● SELECTED TEXT
** START **
Lyrically, the song revolves around sex, or "sinning" as the girls call it in the chorus, with themes of female empowerment. Tini opens the song by singing about being in a party, saying: "Today we're sweating off all the makeup [...] This now looks like our runway". Anitta takes the second verse: "I fly directly from Miami to Rio [...] I brought Tini, we're gonna make a tremendous mess" before stating "Diamonds shining from head to toe/ The one that's with me won the lotto". Finally, Gomez sings the third verse: "We got all the drip, drip, all of Gucci-cci", and referencing the couple Lele Pons and Guaynaa, followed by "Short dress with nothing under/ This is what I work for". In the chorus, the girls state that they don't care about other people's opinions, and that "Tonight it seems we're sinning/ Tomorrow we go confess". The line "The baby with me won the lotto" expresses female empowerment, with the girls alluding to being the biggest and best prize their partners could have.
** END **
● EXERCISE TASK A
Summarize the lyrics passage in two sentences.
● EXERCISE TASK B
State whether each statement agrees with the lyrics passage, answering yes or no and quoting the words from the passage that decide it.
(i) Anitta sings the first verse of the song.
(ii) Gomez's verse references Lele Pons and Guaynaa.
(iii) In the chorus, the girls say they care about other people's opinions.
● EXERCISE TASK C
Answer these questions using the lyrics passage.
(i) According to Anitta's verse, where does she fly from and to?
(ii) Who sings the third verse?
(iii) According to the chorus, what will the girls do tomorrow?
The lines that come after this passage are separate material that has no connection to it.

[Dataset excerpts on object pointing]
** START **
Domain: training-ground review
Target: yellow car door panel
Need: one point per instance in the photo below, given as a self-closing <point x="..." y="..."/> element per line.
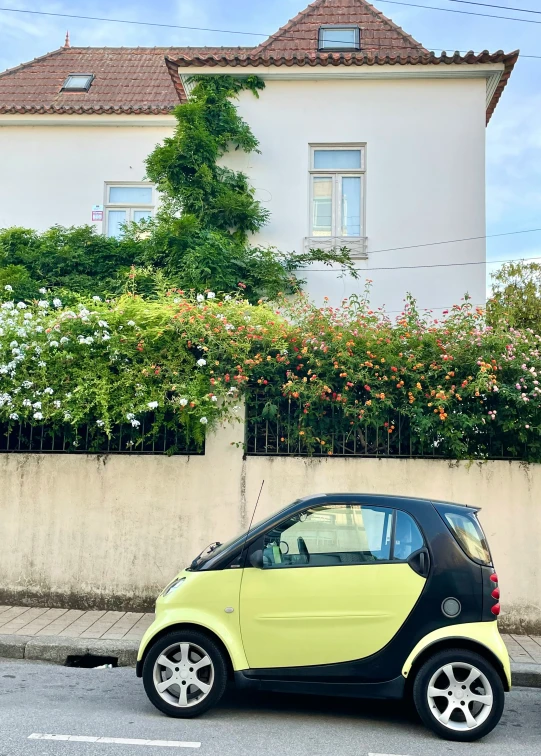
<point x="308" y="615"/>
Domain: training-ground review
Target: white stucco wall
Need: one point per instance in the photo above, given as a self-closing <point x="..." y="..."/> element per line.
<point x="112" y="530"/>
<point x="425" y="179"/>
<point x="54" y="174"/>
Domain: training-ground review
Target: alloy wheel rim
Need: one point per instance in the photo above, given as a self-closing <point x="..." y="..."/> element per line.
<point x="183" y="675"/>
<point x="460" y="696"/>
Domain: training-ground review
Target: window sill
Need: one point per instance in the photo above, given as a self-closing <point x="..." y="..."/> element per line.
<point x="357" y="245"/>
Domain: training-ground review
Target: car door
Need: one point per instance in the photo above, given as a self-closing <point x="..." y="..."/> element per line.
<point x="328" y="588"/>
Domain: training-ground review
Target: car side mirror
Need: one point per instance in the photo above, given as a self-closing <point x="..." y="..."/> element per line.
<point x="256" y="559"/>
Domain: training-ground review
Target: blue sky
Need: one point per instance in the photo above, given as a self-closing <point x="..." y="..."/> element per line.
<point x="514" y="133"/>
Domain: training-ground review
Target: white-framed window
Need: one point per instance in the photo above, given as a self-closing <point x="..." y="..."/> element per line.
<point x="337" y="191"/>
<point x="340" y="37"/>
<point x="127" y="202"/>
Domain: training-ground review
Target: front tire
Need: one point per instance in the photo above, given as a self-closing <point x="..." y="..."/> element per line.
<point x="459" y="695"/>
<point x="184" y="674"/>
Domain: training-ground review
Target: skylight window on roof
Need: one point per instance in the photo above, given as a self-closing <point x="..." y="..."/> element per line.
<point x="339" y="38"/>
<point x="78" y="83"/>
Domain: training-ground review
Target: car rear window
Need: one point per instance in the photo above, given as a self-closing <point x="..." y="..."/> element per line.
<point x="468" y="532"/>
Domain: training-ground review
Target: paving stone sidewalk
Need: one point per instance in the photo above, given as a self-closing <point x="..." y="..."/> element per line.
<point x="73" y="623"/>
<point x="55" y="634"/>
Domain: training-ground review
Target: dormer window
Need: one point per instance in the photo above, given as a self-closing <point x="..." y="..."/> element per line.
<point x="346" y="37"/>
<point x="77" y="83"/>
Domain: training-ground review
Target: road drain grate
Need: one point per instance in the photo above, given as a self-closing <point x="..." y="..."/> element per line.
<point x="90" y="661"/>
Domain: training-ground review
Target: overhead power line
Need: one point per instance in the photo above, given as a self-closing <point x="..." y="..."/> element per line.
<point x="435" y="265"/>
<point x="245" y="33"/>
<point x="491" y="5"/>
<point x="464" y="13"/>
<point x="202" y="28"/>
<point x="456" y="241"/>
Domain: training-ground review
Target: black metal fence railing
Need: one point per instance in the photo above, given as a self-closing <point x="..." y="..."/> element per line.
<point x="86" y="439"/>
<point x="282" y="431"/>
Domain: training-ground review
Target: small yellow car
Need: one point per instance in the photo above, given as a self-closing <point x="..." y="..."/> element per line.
** END **
● EXERCISE OUTPUT A
The song's lyrics revolve around sex, which the singers call "sinning," and carry themes of female empowerment. Tini, Anitta and Gomez each sing a verse about partying, travel, diamonds and designer clothes, and the chorus says they don't care about other people's opinions and will go confess tomorrow.

● EXERCISE OUTPUT B
(i) No: "Tini opens the song" and "Anitta takes the second verse."
(ii) Yes: "referencing the couple Lele Pons and Guaynaa."
(iii) No: "the girls state that they don't care about other people's opinions."

● EXERCISE OUTPUT C
(i) From Miami to Rio.
(ii) Gomez.
(iii) Go confess.